## WHAT YOU ARE ASKED TO DO
Here the job is to copy the data exactly and to exclude every image from it.

RECORDS FOR THIS EXERCISE section start

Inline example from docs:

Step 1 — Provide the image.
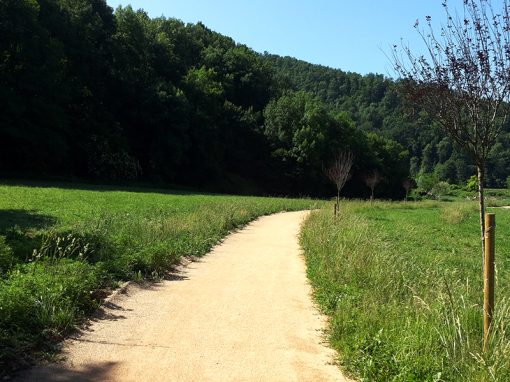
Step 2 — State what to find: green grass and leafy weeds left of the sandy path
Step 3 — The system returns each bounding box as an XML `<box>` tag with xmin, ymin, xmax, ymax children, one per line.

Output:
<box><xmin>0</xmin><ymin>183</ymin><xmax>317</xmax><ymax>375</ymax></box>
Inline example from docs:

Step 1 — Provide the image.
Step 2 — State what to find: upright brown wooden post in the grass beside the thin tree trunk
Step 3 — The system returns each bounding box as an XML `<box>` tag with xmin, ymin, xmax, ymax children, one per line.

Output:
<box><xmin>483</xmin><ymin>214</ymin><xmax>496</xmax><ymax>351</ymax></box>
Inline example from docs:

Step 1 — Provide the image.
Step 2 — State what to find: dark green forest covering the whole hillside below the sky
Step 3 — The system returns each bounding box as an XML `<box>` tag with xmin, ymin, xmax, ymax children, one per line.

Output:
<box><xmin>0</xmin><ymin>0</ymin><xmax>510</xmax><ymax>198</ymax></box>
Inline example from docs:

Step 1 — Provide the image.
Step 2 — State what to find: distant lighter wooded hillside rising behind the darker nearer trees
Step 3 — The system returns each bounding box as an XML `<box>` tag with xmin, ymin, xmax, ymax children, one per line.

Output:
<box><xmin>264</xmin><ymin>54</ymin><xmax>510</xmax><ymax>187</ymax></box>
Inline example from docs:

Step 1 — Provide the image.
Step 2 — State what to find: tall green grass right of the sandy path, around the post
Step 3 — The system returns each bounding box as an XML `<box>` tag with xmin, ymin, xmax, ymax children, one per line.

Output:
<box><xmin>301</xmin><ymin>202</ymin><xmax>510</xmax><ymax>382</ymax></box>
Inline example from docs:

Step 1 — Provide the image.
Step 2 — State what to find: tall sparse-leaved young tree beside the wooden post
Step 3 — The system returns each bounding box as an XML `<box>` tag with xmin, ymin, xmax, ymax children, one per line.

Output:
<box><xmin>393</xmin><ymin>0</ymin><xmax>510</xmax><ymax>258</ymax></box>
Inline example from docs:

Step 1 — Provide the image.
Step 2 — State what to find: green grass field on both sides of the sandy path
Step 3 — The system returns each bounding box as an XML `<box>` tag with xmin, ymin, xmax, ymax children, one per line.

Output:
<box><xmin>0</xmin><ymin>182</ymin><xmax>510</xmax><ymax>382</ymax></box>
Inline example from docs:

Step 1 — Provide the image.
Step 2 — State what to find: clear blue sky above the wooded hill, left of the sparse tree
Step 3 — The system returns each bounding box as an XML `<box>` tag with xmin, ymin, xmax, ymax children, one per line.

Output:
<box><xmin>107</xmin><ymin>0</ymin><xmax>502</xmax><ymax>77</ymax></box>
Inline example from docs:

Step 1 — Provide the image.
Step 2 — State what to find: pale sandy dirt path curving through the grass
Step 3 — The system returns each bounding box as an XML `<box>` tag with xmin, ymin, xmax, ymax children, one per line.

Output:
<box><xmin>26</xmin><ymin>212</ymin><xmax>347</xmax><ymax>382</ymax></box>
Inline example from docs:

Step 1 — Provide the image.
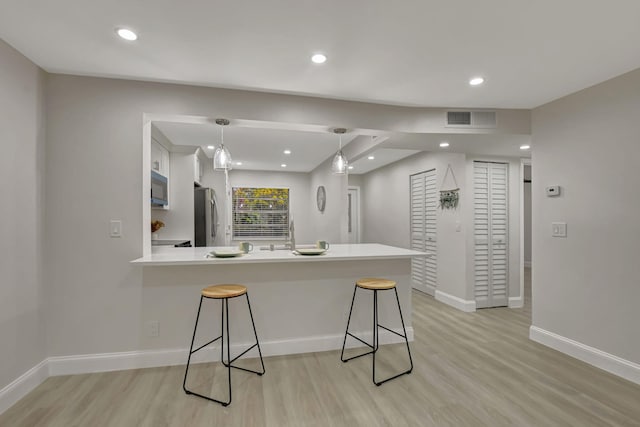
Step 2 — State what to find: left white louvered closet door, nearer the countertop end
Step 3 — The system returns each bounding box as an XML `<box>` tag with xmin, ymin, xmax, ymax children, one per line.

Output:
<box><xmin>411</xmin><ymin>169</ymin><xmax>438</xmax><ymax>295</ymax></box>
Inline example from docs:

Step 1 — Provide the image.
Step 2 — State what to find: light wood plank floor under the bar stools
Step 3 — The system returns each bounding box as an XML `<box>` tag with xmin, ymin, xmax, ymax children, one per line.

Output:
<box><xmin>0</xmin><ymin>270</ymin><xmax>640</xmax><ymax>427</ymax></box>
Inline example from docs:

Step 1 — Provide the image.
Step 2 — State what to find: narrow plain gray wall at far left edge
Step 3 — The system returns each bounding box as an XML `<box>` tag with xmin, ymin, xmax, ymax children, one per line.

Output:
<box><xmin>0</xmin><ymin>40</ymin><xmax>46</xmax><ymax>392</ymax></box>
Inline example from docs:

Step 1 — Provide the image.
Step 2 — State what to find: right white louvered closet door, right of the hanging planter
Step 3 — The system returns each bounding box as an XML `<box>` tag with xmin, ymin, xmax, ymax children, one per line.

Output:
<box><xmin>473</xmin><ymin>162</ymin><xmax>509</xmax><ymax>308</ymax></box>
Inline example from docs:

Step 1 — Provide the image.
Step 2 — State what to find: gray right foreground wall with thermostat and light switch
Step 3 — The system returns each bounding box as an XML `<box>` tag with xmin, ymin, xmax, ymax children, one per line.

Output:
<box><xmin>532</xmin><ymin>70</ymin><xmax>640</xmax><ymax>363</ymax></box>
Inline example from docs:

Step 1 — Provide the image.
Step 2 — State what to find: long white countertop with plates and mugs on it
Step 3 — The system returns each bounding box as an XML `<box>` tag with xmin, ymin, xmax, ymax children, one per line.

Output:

RECORDS FOR THIS EXERCISE section end

## YOUR SOLUTION
Inline example from docs:

Step 1 — Provide the image.
Step 2 — State what to find: green grass and leafy weeds left of the sandy path
Step 3 — The system returns each bounding box as an XML `<box>` tag with xmin, ymin, xmax, ymax children, one per line.

Output:
<box><xmin>0</xmin><ymin>183</ymin><xmax>317</xmax><ymax>375</ymax></box>
Inline example from docs:

Step 1 — Provide the image.
Step 2 — State what to find: upright brown wooden post in the grass beside the thin tree trunk
Step 3 — The system returns each bounding box as an XML `<box>` tag with xmin, ymin, xmax, ymax children, one per line.

Output:
<box><xmin>483</xmin><ymin>214</ymin><xmax>496</xmax><ymax>351</ymax></box>
Inline example from docs:

Step 1 — Provide the image.
Step 2 — State what to find: dark green forest covering the whole hillside below the sky
Step 3 — The system returns each bounding box as an XML `<box>` tag with xmin, ymin, xmax, ymax children, one per line.

Output:
<box><xmin>0</xmin><ymin>0</ymin><xmax>510</xmax><ymax>198</ymax></box>
Inline example from docs:

Step 1 — Provide the image.
Step 2 — State what to find: distant lighter wooded hillside rising behind the darker nearer trees
Step 3 — The system returns each bounding box as an XML `<box>` tag with xmin, ymin, xmax, ymax children, one per line.

Output:
<box><xmin>264</xmin><ymin>54</ymin><xmax>510</xmax><ymax>187</ymax></box>
Inline example from docs:

Step 1 — Provide the image.
Step 2 — State what to find: tall green grass right of the sandy path, around the post
Step 3 — The system returns each bounding box as an XML `<box>` tag with xmin, ymin, xmax, ymax children, one per line.

Output:
<box><xmin>301</xmin><ymin>202</ymin><xmax>510</xmax><ymax>382</ymax></box>
Inline example from docs:

Step 1 — Provide the image.
Step 2 — State what to find: tall sparse-leaved young tree beside the wooden post
Step 3 — The system returns each bounding box as an XML `<box>` tag with xmin, ymin, xmax, ymax children, one per line.

Output:
<box><xmin>393</xmin><ymin>0</ymin><xmax>510</xmax><ymax>258</ymax></box>
Inline example from docs:

Step 1 — Provide the image.
Step 2 — State what to find: green grass field on both sides of the sandy path
Step 3 — The system returns each bounding box as an XML `<box>` tag with xmin, ymin, xmax, ymax children, one per line.

Output:
<box><xmin>0</xmin><ymin>182</ymin><xmax>510</xmax><ymax>382</ymax></box>
Inline example from docs:

Step 1 — Provide the image.
Step 2 — State what to find: clear blue sky above the wooded hill, left of the sparse tree
Step 3 — The system returns each bounding box as an XML `<box>` tag with xmin, ymin, xmax, ymax children, one per line.

Output:
<box><xmin>107</xmin><ymin>0</ymin><xmax>502</xmax><ymax>77</ymax></box>
Inline example from docs:

Step 1 — Provide the image.
Step 2 — State what to find: pale sandy dirt path curving through the grass
Step 3 — The system returns each bounding box as an XML `<box>` tag with xmin, ymin, xmax, ymax children, one per line.

Output:
<box><xmin>26</xmin><ymin>212</ymin><xmax>347</xmax><ymax>382</ymax></box>
Inline example from docs:

Step 1 — Provide the image.
Step 2 — State what to find: left white louvered closet door, nearer the countertop end
Step 3 — The system returns each bounding box as an XML `<box>` tag with xmin, ymin, xmax, ymax children, one per line.

Output:
<box><xmin>411</xmin><ymin>169</ymin><xmax>438</xmax><ymax>295</ymax></box>
Inline example from docs:

Step 1 — Provide the image.
Step 2 — State what to find: light wood plank floor under the bar stools
Step 3 — The system returns each bounding box as an XML `<box>` tag with xmin, ymin, xmax, ymax children, one per line.

Output:
<box><xmin>0</xmin><ymin>270</ymin><xmax>640</xmax><ymax>427</ymax></box>
Inline example from docs:

Step 1 — Provide the image.
Step 2 — State what to find: narrow plain gray wall at far left edge
Step 3 — The system returns each bounding box as an XML `<box>` tag with xmin, ymin, xmax, ymax children, one per line.

Output:
<box><xmin>0</xmin><ymin>40</ymin><xmax>46</xmax><ymax>392</ymax></box>
Inline example from docs:

Step 1 — Provide the image.
Step 2 — State what to find: right white louvered closet door, right of the hanging planter
Step 3 — The system returns each bounding box as an XML `<box>` tag with xmin, ymin, xmax, ymax children, one per line.

Output:
<box><xmin>473</xmin><ymin>162</ymin><xmax>509</xmax><ymax>308</ymax></box>
Inline example from docs:

Step 1 — Provide the image.
Step 2 — State what to find: gray right foreground wall with thermostat and light switch
Step 3 — The system returns each bounding box as an XML `<box>` tag with xmin, ymin, xmax, ymax children, one per line.

Output:
<box><xmin>532</xmin><ymin>70</ymin><xmax>640</xmax><ymax>363</ymax></box>
Inline example from docs:

Step 1 — Provide the image.
Step 2 — State what to find: long white countertop with plates and mugs on it
Step 3 — The system returns each bounding box as an XML `<box>` tag with xmin, ymin, xmax, ymax children, one per line.

Output:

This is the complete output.